• [Actions requises]:
1. Extrayez de l'extrait le passage situé entre "Depuis la loi" et "d’un donneur anonyme.", bornes incluses.
2. D'après l'extrait, depuis quelle loi la PMA est-elle accessible à toutes les femmes ?

• [Extrait]:
★ ★ ★ ★ ★
Depuis la loi de bioéthique du 2 août 2021, la PMA est accessible à toutes les femmes, qu’elles soient en couple avec un homme, une autre femme, ou bien qu’elles soient célibataires [1]. Dans ces deux derniers cas de figure, elle aura nécessairement recours au sperme d’un donneur anonyme.
Dans le cas d’une femme qui prévoit l’implantation d’un embryon conçu avec le sperme de son conjoint dans le cadre d’un « projet parental de couple », que se passe-t-il si cet homme décède au cours de la procédure ? Il ne peut plus renouveler son consentement. C’est cette situation délicate qu’a dû affronter une patiente du CHU de Caen, qui a demandé à poursuivre son projet de maternité en dépit du décès de l’homme qui aurait été le père de son enfant (cf. PMA, GPA post-mortem : naître orphelin). Après deux requêtes rejetées par le tribunal administratif puis un autre rejet du Conseil d’État, (cf. « PMA post-mortem : le Conseil d’État valide l’interdiction française ») elle vient de soulever une question prioritaire de constitutionnalité (QPC).
La PMA « désormais destinée à répondre à un projet parental »
★ ★ ★ ★ ★
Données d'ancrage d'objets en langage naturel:
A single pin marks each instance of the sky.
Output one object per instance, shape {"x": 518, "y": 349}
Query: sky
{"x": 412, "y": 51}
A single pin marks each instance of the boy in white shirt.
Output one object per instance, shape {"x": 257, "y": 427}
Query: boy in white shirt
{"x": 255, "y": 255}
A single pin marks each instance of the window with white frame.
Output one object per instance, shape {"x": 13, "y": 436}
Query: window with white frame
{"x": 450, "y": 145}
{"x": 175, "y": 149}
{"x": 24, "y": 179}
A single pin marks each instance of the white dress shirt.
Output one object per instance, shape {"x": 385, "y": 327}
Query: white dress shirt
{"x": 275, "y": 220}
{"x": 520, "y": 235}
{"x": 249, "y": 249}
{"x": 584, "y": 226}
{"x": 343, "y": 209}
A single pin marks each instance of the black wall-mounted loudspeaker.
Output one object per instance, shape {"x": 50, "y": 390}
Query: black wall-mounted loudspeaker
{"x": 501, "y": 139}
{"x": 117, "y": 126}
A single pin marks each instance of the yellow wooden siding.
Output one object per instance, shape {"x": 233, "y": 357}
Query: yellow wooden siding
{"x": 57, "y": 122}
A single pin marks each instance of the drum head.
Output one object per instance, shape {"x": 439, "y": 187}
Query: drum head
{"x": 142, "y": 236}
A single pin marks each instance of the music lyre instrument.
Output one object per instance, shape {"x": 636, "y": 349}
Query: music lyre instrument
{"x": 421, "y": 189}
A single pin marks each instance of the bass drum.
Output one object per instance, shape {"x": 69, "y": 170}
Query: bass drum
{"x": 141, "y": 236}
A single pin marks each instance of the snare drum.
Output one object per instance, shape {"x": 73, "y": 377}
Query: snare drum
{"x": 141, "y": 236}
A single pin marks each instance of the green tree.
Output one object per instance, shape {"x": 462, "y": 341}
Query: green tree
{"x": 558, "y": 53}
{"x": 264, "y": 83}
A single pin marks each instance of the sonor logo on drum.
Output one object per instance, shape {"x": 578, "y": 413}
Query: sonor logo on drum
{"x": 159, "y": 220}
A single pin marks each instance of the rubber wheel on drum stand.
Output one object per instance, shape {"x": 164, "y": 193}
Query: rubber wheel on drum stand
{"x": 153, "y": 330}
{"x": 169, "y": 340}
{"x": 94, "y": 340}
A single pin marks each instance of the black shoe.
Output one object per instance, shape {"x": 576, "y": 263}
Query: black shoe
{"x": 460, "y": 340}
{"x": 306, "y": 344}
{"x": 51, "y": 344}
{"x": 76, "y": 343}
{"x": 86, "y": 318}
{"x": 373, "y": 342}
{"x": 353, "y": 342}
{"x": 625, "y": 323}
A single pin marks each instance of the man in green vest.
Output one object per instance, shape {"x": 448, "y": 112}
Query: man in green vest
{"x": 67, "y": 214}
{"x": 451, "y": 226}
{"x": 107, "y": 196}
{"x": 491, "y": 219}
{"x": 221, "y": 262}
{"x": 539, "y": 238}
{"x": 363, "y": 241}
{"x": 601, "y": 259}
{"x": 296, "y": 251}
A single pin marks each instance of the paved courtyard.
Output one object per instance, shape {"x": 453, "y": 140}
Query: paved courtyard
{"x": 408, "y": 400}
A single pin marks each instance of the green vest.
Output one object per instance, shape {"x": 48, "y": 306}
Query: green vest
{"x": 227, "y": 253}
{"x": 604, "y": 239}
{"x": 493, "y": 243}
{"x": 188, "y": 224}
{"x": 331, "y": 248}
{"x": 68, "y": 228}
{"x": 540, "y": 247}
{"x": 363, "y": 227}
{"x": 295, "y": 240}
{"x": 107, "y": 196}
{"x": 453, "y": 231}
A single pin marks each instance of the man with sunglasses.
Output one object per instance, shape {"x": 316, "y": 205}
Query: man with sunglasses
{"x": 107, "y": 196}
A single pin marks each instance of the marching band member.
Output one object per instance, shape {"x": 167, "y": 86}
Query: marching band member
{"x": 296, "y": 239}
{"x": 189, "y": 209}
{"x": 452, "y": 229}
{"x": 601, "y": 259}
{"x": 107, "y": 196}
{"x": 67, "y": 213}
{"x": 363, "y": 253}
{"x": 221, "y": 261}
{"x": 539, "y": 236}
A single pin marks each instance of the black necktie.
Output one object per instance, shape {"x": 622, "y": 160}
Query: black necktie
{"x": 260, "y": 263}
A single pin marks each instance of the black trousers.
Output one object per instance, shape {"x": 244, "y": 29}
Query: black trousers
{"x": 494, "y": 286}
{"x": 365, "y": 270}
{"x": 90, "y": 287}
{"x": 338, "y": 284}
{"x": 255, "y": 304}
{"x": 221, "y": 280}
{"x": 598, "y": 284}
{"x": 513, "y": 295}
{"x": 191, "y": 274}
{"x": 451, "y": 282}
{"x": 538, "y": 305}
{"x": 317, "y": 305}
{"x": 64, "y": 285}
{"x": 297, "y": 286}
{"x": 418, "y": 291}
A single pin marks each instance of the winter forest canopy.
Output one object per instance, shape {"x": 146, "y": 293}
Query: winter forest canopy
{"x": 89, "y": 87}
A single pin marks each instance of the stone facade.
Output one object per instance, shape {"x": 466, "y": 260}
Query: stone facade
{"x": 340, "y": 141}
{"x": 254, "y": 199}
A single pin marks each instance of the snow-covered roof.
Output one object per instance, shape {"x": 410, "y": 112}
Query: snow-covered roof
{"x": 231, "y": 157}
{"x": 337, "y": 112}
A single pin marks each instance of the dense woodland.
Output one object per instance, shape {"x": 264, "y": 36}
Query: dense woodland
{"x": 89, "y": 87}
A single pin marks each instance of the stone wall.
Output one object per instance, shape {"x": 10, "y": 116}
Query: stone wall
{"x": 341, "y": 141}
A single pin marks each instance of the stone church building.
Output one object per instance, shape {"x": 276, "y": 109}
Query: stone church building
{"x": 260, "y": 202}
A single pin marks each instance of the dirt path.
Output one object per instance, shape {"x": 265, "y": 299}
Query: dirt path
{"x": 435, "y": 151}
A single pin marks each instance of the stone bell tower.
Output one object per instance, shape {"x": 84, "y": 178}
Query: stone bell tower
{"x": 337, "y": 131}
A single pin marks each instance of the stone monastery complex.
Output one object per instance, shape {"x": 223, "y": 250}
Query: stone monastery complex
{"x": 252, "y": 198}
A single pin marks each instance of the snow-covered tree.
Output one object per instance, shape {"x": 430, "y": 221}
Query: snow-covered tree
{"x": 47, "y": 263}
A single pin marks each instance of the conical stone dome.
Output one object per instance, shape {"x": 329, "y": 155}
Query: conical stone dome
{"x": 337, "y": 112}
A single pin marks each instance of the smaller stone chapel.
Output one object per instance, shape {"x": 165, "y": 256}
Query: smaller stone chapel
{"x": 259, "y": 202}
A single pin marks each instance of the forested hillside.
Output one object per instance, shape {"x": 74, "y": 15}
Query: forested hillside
★ ★ ★ ★ ★
• [Réponses attendues]:
1.
Depuis la loi de bioéthique du 2 août 2021, la PMA est accessible à toutes les femmes, qu’elles soient en couple avec un homme, une autre femme, ou bien qu’elles soient célibataires [1]. Dans ces deux derniers cas de figure, elle aura nécessairement recours au sperme d’un donneur anonyme.

2. Depuis la loi de bioéthique du 2 août 2021.